* ВЫБРАННЫЙ ФРАГМЕНТ *
# # # # # # #

Ситуационисты и новые формы действия в политике и искусстве. Статьи и декларации 1952–1985 — страница 13 из 68

Поскольку буржуазная мысль затерялась посреди систематической путаницы, а марксистская мысль подверглась значительному искажению в рабочих государствах, и на Востоке и на Западе воцарился консерватизм, главным образом в областях культуры и нравственности. Он открыто проявляется в Москве, воспроизводя типичные мелкобуржуазные отношения девятнадцатого века. В Париже он скрывается под масками анархизма, цинизма и юмора. Хотя оба доминирующих типа культуры в принципе не способны совладать с истинными задачами нашего времени, можно сказать, что соответствующие эксперименты продолжаются на Западе, московская зона в свою очередь оказывается слаборазвитой в отношении подобного типа производства.

В зоне буржуазии, где к проявлению интеллектуальной свободы обычно относились с терпимостью, знание движения идей и беспорядочное видение многочисленных трансформаций социальной среды способствуют осведомлённости людей о происходящем потрясении, чьи движущие силы вышли из‑под контроля. Доминирующий тип мироощущения пытается приспособиться к этому, сопротивляясь новым изменениям, которые в конечном счёте крайне вредны для него. Решения, предлагаемые ретроградными движениями, сводятся в итоге к трём положениям: продление стилей, привнесённых кризисом дада-сюрреализма (чей кризис является лишь продвинутым культурным выражением типа мышления, которое спонтанно проявляется там, где ранее общепринятые смыслы жизни и стили жизни терпят крах), погружение в умственный упадок и, наконец, возвращение в далёкое прошлое.

# # # # # # #

* ИСХОДНЫЕ ДАННЫЕ *
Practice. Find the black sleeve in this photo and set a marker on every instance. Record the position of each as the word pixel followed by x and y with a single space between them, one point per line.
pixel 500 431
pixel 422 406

# # # # # # #

* ЗАДАНИЕ *
Напишите продолжение фрагмента о консерватизме в культуре Востока и Запада, начав сразу после его последнего предложения. Приведённый список здесь никакой роли не играет.

* ОТВЕТ *
Что касается устойчивой моды, повсюду можно обнаружить сюрреализм в разбавленном виде. У неё есть все вкусы сюрреалистической эпохи, но ни одной из её идей. Повторение – это её эстетика. Остатки ортодоксального сюрреалистического движения, находящиеся на стадии старческого оккультизма, не способны ни обрести идеологическую позицию, ни изобрести хоть что‑нибудь; они лишь способствуют всё более широкому распространению шарлатанства и требуют того же от остальных.

Установка на ничтожность была наиболее заметным культурным решением послевоенных лет. Она оставляет выбор между двумя различными вариантами, оба из которых уже были обильно проиллюстрированы: сокрытие ничтожности соответствующей лексикой и открытое бравирование ею.

Первый вариант стал особенно популярным благодаря экзистенциалистской литературе, воспроизводящей под видом философских заимствований наиболее жалкие аспекты культурной революции предшествующих трёх десятилетий и поддерживающей интерес к себе со стороны газетчиков путём различных подделок марксизма и психоанализа, а также постоянного произвольного занятия политических позиций и их самовольного оставления. У этой тактики большое количество последователей, открытых и тайных. Продолжающееся распространение абстрактной живописи и определяющих её теорий является ещё одним примером того же рода, того же масштаба.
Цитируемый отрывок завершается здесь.